## Task instructions
Each line below must be set down exactly; omit any image you find.

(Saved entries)
------------------------
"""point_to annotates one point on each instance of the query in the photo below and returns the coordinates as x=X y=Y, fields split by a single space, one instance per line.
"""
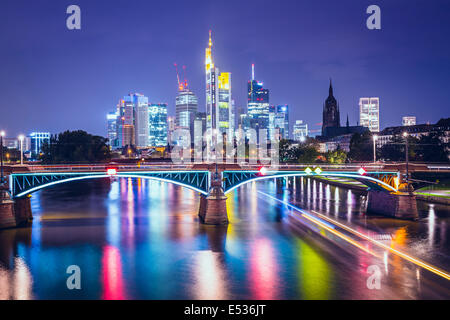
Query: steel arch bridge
x=22 y=184
x=381 y=181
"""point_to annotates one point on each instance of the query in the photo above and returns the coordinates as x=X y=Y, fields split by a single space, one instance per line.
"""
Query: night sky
x=53 y=79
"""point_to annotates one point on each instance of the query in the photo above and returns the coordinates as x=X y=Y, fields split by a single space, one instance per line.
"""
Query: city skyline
x=290 y=69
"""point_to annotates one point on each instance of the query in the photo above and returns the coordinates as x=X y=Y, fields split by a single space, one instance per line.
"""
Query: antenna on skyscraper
x=184 y=77
x=180 y=84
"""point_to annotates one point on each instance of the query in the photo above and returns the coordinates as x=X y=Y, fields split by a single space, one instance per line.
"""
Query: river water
x=141 y=239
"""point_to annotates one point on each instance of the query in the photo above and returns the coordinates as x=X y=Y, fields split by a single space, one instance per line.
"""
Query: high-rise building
x=157 y=124
x=409 y=121
x=300 y=131
x=258 y=108
x=125 y=122
x=331 y=113
x=141 y=127
x=369 y=113
x=112 y=117
x=186 y=106
x=37 y=139
x=131 y=121
x=170 y=129
x=281 y=121
x=218 y=97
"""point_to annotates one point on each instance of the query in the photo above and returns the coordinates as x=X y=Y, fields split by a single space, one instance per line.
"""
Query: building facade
x=37 y=139
x=300 y=131
x=112 y=118
x=369 y=113
x=218 y=97
x=409 y=121
x=258 y=107
x=281 y=121
x=157 y=125
x=186 y=107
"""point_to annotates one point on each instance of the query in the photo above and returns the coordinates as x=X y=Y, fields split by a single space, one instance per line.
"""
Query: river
x=141 y=239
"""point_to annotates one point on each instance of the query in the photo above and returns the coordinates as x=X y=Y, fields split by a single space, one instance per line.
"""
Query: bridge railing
x=101 y=168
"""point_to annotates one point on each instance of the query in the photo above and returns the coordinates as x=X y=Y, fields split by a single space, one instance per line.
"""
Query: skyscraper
x=281 y=121
x=157 y=124
x=186 y=106
x=331 y=114
x=300 y=131
x=140 y=104
x=37 y=139
x=218 y=96
x=112 y=117
x=258 y=107
x=409 y=121
x=369 y=113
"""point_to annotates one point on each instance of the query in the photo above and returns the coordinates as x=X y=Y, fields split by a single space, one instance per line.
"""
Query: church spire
x=331 y=89
x=210 y=40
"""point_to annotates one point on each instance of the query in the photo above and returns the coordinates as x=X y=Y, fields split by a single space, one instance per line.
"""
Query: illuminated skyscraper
x=409 y=121
x=218 y=97
x=258 y=108
x=281 y=121
x=112 y=129
x=186 y=106
x=37 y=140
x=369 y=113
x=300 y=131
x=140 y=104
x=157 y=124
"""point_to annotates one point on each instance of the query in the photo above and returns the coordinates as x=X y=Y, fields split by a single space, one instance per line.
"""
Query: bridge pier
x=401 y=205
x=213 y=207
x=22 y=211
x=7 y=218
x=13 y=213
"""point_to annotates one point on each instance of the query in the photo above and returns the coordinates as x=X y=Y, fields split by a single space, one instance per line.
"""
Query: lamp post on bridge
x=2 y=134
x=21 y=137
x=405 y=134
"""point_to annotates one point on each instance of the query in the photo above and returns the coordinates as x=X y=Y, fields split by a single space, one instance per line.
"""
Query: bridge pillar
x=13 y=213
x=22 y=210
x=7 y=219
x=213 y=208
x=400 y=205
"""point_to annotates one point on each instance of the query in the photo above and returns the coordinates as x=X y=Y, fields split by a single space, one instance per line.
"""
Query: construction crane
x=184 y=77
x=180 y=84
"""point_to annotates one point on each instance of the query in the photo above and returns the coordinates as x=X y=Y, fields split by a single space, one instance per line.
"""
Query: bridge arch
x=24 y=184
x=369 y=181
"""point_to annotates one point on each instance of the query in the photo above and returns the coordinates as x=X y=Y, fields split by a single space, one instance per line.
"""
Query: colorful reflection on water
x=141 y=239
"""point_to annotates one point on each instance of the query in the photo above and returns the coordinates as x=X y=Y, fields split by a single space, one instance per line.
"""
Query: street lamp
x=2 y=134
x=21 y=137
x=405 y=134
x=375 y=137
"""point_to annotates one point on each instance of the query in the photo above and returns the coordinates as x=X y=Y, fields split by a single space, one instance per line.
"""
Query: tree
x=75 y=147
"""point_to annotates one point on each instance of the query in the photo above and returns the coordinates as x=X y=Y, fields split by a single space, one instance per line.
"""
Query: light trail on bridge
x=442 y=273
------------------------
## Solution to this exercise
"""point_to annotates one point on each instance of the query in the photo below and returns the coordinates as x=X y=Y, fields split by a single space, one instance per line.
"""
Query: steel arch bridge
x=22 y=184
x=381 y=181
"""point_to annotates one point on each instance of the query in the photo above and returns the coordinates as x=X y=Y, fields split by a single space, one instance per line.
"""
Query: night sky
x=53 y=79
"""point_to annotates one point on each instance of the query in the photo above and returns the coordinates as x=X y=Y, fields split by a single space, one instance per line.
"""
Query: city skyline
x=290 y=69
"""point_to annotates one point on each instance of the query in the photo above and returns the coordinates as x=X y=Y, fields split by a single space, one instance per line.
"""
Query: antenna on skyscraper
x=184 y=77
x=180 y=84
"""point_to annotates one point on each instance of the query in the photo above and returns the coordinates as x=X y=Y, fields split by a single space, one instance per line.
"""
Query: river water
x=141 y=239
"""point_to annotates one point on each instance of the query in the photo above and returns the coordinates as x=X y=Y, fields split by a single space, one instance per line.
"""
Query: high-rise building
x=157 y=124
x=409 y=121
x=300 y=131
x=258 y=108
x=125 y=122
x=331 y=113
x=141 y=127
x=369 y=113
x=112 y=117
x=186 y=106
x=37 y=139
x=131 y=121
x=170 y=129
x=281 y=121
x=218 y=97
"""point_to annotates one point on each instance of the query in the photo above and returns the coordinates as x=X y=Y, fields split by a single space, one instance per line.
"""
Query: building facade
x=37 y=139
x=300 y=131
x=112 y=118
x=369 y=113
x=218 y=97
x=409 y=121
x=258 y=107
x=281 y=121
x=157 y=125
x=186 y=107
"""point_to annotates one point on each instance of the query in the photo above and returns the coordinates as x=X y=Y, fields split by a single space, one instance per line.
"""
Query: river
x=141 y=239
"""point_to annotates one point on each instance of the query in the photo above and returns the coordinates as x=X y=Y, fields split by a single space, one instance per line.
"""
Query: bridge railing
x=101 y=168
"""point_to annotates one point on each instance of the query in the photo above and returns the coordinates as x=X y=Y, fields split by a single space, one instance per line.
"""
Query: skyscraper
x=281 y=121
x=157 y=124
x=186 y=106
x=331 y=114
x=300 y=131
x=140 y=104
x=37 y=139
x=218 y=96
x=112 y=117
x=258 y=107
x=409 y=121
x=369 y=113
"""point_to annotates one point on each instance of the query in the photo above and returns the coordinates as x=X y=Y, fields split by a single space, one instance per line.
"""
Query: church spire
x=331 y=89
x=210 y=40
"""point_to annotates one point on each instance of the query in the photo above and returns the coordinates as x=X y=Y, fields split by a single space, one instance per line.
"""
Query: illuminated skyscraper
x=409 y=121
x=218 y=97
x=258 y=108
x=281 y=121
x=112 y=129
x=186 y=106
x=37 y=140
x=369 y=113
x=300 y=131
x=140 y=104
x=157 y=124
"""point_to annotates one point on each instance of the query in the photo above and returns the coordinates as x=X y=Y, fields split by a single space, one instance per line.
"""
Query: bridge pier
x=401 y=205
x=213 y=207
x=22 y=211
x=7 y=218
x=13 y=213
"""point_to annotates one point on each instance of the query in the photo above and returns the coordinates as x=X y=Y, fields split by a single space, one instance per line.
"""
Query: lamp post on bridge
x=2 y=134
x=21 y=137
x=405 y=134
"""point_to annotates one point on each instance of the query in the photo above and returns the coordinates as x=X y=Y, fields split by a single space, one instance per line.
"""
Query: bridge pillar
x=13 y=213
x=22 y=210
x=7 y=219
x=213 y=208
x=400 y=205
"""point_to annotates one point on each instance of the query in the photo above and returns the coordinates as x=X y=Y, fields split by a single space, one instance per line.
"""
Query: construction crane
x=184 y=77
x=180 y=84
"""point_to annotates one point on each instance of the query in the photo above and returns the coordinates as x=X y=Y, fields split by a single space, one instance per line.
"""
Query: bridge arch
x=24 y=184
x=369 y=181
"""point_to annotates one point on each instance of the query in the photo above and returns the coordinates as x=X y=Y, fields split by a single space, one instance per line.
"""
Query: colorful reflection on water
x=141 y=239
"""point_to annotates one point on each instance of the query in the photo above and returns the coordinates as x=X y=Y, fields split by a single space, one instance per line.
"""
Query: street lamp
x=2 y=134
x=21 y=137
x=405 y=134
x=375 y=137
"""point_to annotates one point on each instance of the query in the photo above and returns the coordinates as x=X y=Y, fields split by a single space, one instance per line.
"""
Query: tree
x=75 y=147
"""point_to annotates one point on each instance of the query in the photo above and returns the coordinates as x=X y=Y, fields split by a single space, one instance per line.
"""
Query: light trail on bridge
x=442 y=273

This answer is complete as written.